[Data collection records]
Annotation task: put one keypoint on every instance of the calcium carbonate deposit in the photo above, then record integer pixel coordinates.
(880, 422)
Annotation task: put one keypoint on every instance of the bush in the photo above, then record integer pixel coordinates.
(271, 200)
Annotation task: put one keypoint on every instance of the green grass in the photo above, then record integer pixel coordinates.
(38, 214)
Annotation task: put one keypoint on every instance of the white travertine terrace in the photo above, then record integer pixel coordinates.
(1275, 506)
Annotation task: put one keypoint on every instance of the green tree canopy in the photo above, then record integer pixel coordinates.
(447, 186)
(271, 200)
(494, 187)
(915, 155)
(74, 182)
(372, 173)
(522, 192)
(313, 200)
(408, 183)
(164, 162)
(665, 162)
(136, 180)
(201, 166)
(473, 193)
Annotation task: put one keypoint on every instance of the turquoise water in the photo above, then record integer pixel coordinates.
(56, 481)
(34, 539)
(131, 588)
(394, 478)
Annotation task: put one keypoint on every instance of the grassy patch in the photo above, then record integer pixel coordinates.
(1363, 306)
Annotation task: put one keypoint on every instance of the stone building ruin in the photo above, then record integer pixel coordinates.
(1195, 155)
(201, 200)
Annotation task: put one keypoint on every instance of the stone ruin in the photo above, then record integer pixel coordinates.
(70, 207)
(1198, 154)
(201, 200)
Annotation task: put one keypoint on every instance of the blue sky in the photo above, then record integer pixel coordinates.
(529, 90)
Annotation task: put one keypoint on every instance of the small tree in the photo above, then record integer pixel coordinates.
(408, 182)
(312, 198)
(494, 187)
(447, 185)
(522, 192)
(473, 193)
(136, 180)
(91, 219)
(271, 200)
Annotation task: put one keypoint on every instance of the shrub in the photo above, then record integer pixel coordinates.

• Objective:
Revise the material above by replacing every occurrence of "integer pixel coordinates" with "whole-number pixel coordinates" and leaving all other text unchanged.

• Worked solution:
Annotation task: put one keypoint on every instance of the calcium carbonate deposit in the photo above, then record whole-number pixel coordinates.
(880, 422)
Annotation task: put one keypoint on every instance of the bush in the photo above, then record whole-number pixel coordinates.
(271, 200)
Annotation task: put one keypoint on every instance of the green grass in the photo above, then record whole-number pixel coordinates.
(38, 214)
Annotation task: put one keypoint on every instance of the white travertine terrace in the photo above, then record whole-number pixel coordinates.
(1275, 506)
Annotation task: put one keypoint on every instance of the green tree canopy in the photo above, then record whole-number pixel coordinates.
(447, 186)
(271, 200)
(494, 187)
(915, 155)
(74, 182)
(372, 173)
(522, 192)
(313, 200)
(408, 183)
(164, 162)
(665, 162)
(136, 180)
(201, 166)
(473, 193)
Annotation task: put one keypoint on every instance of the turquoise water in the photo above, then record whole-number pixel coordinates.
(56, 481)
(34, 539)
(131, 588)
(394, 478)
Annotation task: put one keypoint on every instance of the grassy patch in the photo above, then record whole-number pixel coordinates.
(1363, 306)
Annotation task: put one keypoint on every instance of the stone building ruin in the photo above, then record whole-number pixel coordinates.
(1195, 155)
(201, 200)
Annotation task: put one keypoint on every instance of the stone ruin in the photo above, then record whole-number pixel coordinates.
(70, 207)
(1198, 154)
(201, 200)
Annotation task: put one keypoint on every instance of the blue sky in the photo above, then record whole-number pixel coordinates.
(529, 90)
Annotation task: put one keypoint on every instance of the small tree in the photo above, then record whole-number pixel coordinates.
(408, 182)
(312, 198)
(494, 187)
(447, 185)
(522, 192)
(473, 193)
(136, 180)
(91, 219)
(271, 200)
Annotation task: put one keypoint on every instance of the shrub in the photo above, then record whole-number pixel coordinates.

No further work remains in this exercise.